### Data for this task

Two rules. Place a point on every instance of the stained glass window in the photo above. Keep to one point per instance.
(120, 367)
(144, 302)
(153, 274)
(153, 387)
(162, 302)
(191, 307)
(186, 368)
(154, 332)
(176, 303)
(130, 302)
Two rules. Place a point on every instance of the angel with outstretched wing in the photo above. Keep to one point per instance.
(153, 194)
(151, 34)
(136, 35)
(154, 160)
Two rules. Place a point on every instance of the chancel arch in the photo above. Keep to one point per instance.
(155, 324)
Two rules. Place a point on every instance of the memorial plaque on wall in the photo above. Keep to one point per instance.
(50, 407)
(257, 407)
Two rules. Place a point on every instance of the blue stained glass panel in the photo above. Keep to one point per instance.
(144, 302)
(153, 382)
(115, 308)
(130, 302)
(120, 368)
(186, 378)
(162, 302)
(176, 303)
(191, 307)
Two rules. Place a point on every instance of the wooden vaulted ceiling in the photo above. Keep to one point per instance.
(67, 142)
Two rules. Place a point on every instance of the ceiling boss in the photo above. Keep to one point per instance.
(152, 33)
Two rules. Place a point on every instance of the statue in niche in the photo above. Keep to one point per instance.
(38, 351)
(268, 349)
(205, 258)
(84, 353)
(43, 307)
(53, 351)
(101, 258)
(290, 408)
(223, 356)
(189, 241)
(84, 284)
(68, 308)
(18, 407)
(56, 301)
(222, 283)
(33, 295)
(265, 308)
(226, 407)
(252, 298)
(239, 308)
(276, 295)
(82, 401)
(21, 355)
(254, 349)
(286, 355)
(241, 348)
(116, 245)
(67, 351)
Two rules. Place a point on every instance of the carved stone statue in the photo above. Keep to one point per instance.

==

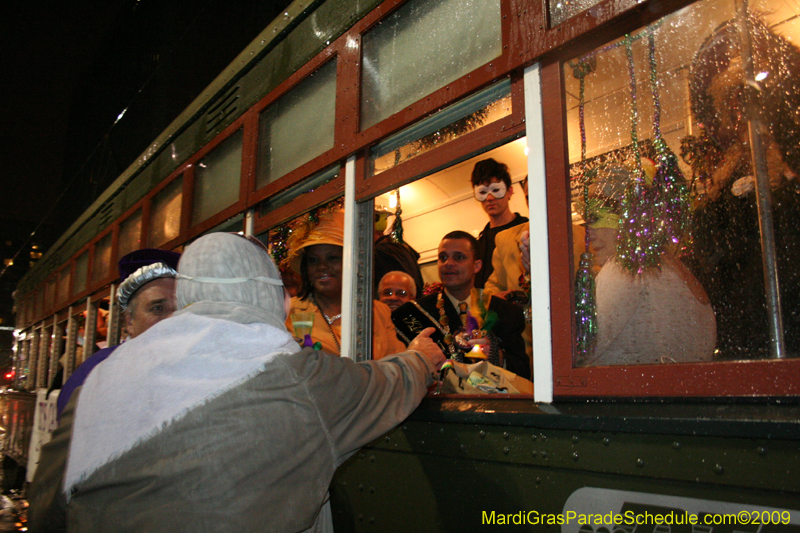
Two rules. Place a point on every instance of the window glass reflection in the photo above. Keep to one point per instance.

### Exercise
All lines in the listing above from the line containing "Two rules. Place a point on every instance of the memorial" to the line containing "Two rules. Place a point on every instance of the carved", inclusive, should be retyped exactly; no other lines should appear.

### Reply
Two rules. Place a point on every instance of the memorial plaque on wall in the photo above. Keep to one point per instance.
(50, 407)
(257, 407)
Two rules. Place a point on every instance of the blue stained glass panel in the photo above. Keep to one point per instance.
(144, 302)
(153, 382)
(115, 308)
(130, 302)
(120, 368)
(186, 378)
(162, 302)
(176, 303)
(191, 307)
Two rules. Place a point on every instance of the wooden vaulted ceiling in the photo above. Keep to one point per instance.
(67, 142)
Two rules. Place a point on every instance of the ceiling boss in the photo above. Keep to one point per instance.
(152, 33)
Two rules. Place a point on every instance of the statue in niche in the photo above. Keep to one point per instance.
(38, 351)
(268, 349)
(205, 258)
(84, 353)
(43, 307)
(53, 351)
(101, 258)
(290, 408)
(223, 356)
(189, 241)
(84, 284)
(68, 308)
(18, 407)
(56, 301)
(222, 283)
(33, 295)
(265, 308)
(226, 407)
(252, 298)
(239, 308)
(276, 295)
(82, 401)
(21, 355)
(254, 349)
(286, 355)
(241, 348)
(116, 245)
(67, 351)
Two rules. Place a point on every instance of the carved stone statue in the photo above. Keep to one point per instance.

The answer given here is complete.